(Stored data entries):
== == ==
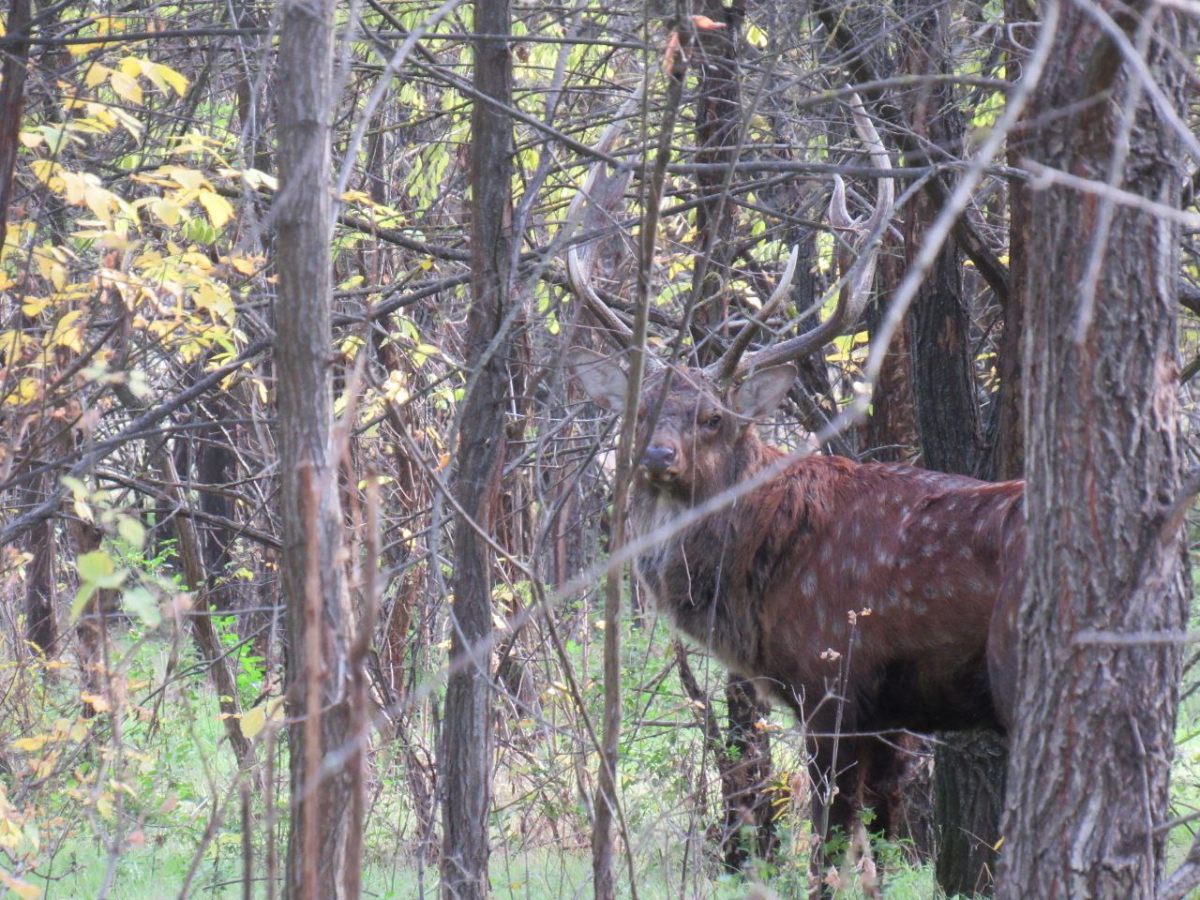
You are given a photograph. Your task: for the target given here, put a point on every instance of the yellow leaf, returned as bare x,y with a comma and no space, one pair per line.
47,172
34,305
66,333
131,66
96,75
252,723
166,211
169,76
21,888
217,207
31,745
244,265
126,88
97,702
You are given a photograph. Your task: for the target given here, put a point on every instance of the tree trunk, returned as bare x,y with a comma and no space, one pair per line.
969,769
466,751
41,591
311,567
1093,739
12,102
889,435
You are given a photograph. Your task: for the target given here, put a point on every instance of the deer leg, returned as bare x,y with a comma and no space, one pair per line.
835,780
883,766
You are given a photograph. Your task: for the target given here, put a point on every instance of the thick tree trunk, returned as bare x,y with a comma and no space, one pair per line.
1093,738
312,574
466,750
889,435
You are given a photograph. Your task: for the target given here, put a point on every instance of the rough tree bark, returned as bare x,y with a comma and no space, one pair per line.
466,750
1095,727
312,569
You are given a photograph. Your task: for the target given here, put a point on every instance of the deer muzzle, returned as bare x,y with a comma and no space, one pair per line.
659,459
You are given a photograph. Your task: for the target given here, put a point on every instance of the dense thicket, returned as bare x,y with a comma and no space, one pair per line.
271,273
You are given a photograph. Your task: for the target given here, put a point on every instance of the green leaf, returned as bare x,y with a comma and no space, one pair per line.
94,567
142,604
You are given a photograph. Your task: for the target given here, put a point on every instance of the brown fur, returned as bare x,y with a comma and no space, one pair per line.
861,595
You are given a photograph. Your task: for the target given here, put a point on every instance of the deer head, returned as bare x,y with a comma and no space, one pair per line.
689,426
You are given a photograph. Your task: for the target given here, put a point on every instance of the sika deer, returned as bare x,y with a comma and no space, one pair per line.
861,595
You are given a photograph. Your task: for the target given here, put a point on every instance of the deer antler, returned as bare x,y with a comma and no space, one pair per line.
853,297
593,208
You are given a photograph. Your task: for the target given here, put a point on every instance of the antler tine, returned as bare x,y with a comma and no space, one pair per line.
853,297
606,190
727,365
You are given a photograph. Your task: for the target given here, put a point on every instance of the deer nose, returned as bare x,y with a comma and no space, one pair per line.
658,459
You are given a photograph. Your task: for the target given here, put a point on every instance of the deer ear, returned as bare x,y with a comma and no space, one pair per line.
601,378
762,393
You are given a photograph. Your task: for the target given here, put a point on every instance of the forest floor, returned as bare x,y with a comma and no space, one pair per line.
175,772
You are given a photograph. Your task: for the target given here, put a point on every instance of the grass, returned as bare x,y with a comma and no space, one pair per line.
174,771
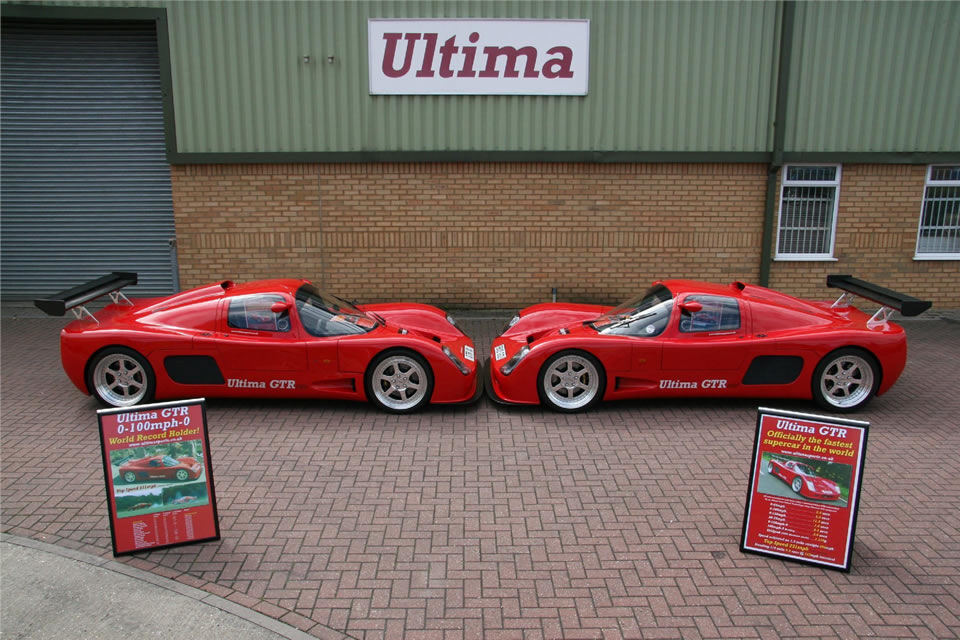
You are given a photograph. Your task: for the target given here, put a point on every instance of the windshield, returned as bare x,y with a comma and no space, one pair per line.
323,314
645,315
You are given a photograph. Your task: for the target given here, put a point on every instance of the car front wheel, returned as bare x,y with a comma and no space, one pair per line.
571,381
120,377
845,380
399,381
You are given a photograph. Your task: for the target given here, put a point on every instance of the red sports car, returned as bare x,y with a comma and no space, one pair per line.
683,338
803,480
160,467
272,339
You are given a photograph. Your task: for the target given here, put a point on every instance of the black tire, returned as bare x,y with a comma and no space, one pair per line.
845,380
120,377
590,390
399,381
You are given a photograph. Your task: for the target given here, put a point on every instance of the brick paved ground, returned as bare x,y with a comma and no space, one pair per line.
484,522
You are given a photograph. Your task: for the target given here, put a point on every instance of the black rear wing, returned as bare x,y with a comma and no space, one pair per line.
906,305
74,299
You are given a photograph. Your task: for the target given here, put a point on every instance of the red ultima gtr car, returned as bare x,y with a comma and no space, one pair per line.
683,338
270,339
803,480
160,467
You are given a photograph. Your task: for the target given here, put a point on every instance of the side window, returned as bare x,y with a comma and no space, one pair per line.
718,314
808,212
939,235
253,312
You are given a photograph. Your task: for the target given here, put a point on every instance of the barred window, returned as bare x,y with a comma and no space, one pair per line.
808,212
939,233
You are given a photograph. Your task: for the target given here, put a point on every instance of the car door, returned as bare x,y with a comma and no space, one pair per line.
259,347
706,349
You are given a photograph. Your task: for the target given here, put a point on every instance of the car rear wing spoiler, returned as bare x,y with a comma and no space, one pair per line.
74,299
890,300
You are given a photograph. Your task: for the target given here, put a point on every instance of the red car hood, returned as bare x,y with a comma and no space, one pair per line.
422,318
548,316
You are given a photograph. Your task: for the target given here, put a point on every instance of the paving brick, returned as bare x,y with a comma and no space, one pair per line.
514,523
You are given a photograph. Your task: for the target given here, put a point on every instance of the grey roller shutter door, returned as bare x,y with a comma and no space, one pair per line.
84,182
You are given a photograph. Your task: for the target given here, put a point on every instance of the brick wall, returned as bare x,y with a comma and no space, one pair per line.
496,235
877,220
501,235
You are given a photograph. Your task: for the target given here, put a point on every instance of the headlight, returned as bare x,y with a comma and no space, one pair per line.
512,363
455,360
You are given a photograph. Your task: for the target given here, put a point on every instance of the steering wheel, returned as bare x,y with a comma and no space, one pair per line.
321,328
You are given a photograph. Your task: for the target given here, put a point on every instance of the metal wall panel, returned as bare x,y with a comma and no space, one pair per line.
664,76
85,185
875,76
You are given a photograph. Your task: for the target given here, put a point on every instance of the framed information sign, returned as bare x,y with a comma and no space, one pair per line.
804,488
158,476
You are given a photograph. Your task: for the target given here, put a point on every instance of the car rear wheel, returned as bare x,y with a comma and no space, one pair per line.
121,377
399,381
571,381
845,380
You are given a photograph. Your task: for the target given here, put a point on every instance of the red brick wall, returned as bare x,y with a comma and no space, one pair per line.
500,235
877,221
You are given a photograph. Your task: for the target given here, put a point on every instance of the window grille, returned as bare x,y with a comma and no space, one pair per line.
939,234
808,212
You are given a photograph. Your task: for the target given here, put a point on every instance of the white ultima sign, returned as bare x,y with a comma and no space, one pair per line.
479,57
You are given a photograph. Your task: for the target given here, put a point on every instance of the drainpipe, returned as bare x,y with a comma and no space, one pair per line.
779,135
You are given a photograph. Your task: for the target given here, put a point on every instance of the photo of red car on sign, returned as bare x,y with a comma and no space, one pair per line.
267,339
160,468
684,338
803,480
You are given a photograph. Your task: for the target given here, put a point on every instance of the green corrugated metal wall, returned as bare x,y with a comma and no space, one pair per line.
240,84
878,76
664,76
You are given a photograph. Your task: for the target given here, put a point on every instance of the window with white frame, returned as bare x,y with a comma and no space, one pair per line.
808,212
938,237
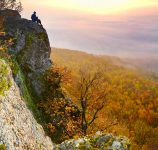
== == ==
Find every line in the records above that contains the word "metal" and copy each one. Case counts.

(Output):
You are given a photograph. Your task: for the target given here, put a point on every instance of the metal wall panel, returned as bare x,y with a comma and no space, one pair per line.
You are given a photograph. Your task: for the target given here, put a point on every instance of the green corrugated metal wall, returned as bare x,y with a comma and no space, one pair per line.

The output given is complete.